• Parts of the exercise
**A)** Rewrite the biography of Isabella Macdonald Macdonald starting at "Isabella Macdonald Macdonald (1856–1947)" and ending at "educationist and suffragist.", with "Arbroath" changed to "Dundee".
**B)** Extend the biography of Isabella Macdonald Macdonald onward from its final sentence.

• Page text
______________________________

= Isabella Macdonald Macdonald =

British physician

Isabella Macdonald Macdonald (1856–1947) was one of the first women to graduate as a medical doctor after training in the United Kingdom; she was awarded a Bachelor of Medicine and a Licence of the Society of Apothecaries in 1888, from the London School of Medicine for Women. She went on to have a long career, including as a consultant at the Elizabeth Garrett Anderson Hospital.

==Biography==
Isabella Macdonald Macdonald was born in 1856, daughter of John Macdonald, lawyer and town-clerk of Arbroath and his wife Ann, née Kid (d.1860). The couple had eleven children including seven daughters. Her younger sister, Louisa Macdonald was an educationist and suffragist.

She was an early student of the London School of Medicine for Women, established to provide a route by which women could acquire the credentials necessary to become a registered physician in the UK.

______________________________

(Spatial localization data)
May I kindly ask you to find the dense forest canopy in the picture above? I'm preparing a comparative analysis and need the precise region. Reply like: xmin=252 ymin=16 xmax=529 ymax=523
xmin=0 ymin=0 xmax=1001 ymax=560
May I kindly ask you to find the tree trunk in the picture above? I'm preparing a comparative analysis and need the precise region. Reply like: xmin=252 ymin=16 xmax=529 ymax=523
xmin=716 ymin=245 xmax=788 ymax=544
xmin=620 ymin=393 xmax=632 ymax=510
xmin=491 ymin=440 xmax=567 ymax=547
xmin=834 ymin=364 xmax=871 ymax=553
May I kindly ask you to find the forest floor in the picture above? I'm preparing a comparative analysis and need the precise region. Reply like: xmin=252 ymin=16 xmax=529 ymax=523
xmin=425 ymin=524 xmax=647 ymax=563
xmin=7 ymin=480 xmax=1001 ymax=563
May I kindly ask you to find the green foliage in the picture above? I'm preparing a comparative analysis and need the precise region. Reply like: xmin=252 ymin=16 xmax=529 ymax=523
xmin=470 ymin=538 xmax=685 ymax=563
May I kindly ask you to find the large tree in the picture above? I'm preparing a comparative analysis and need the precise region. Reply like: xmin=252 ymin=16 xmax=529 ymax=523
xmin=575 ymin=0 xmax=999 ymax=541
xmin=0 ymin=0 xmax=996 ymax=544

______________________________

• Responses for each task
**A)**
Isabella Macdonald Macdonald (1856–1947) was one of the first women to graduate as a medical doctor after training in the United Kingdom; she was awarded a Bachelor of Medicine and a Licence of the Society of Apothecaries in 1888, from the London School of Medicine for Women. She went on to have a long career, including as a consultant at the Elizabeth Garrett Anderson Hospital.

==Biography==
Isabella Macdonald Macdonald was born in 1856, daughter of John Macdonald, lawyer and town-clerk of Dundee and his wife Ann, née Kid (d.1860). The couple had eleven children including seven daughters. Her younger sister, Louisa Macdonald was an educationist and suffragist.

**B)**
She graduated in 1888 as a doctor of medicine (MB) and pharmacist. She practiced initially, for three years, as the resident physician at Cama Hospital, Mumbai, returning to the UK with ill-health. Thereafter she worked for many years at the Elizabeth Garrett Anderson Hospital, rising to the level of consultant physician and retiring in 1925. She maintained a private practice operating from her house in Seymour Street, Portman Square until 1940, when the property was destroyed as the result of a wartime bombing.

Her 1947 obituary makes no mention of any marriages. She died, aged 91, in 1947.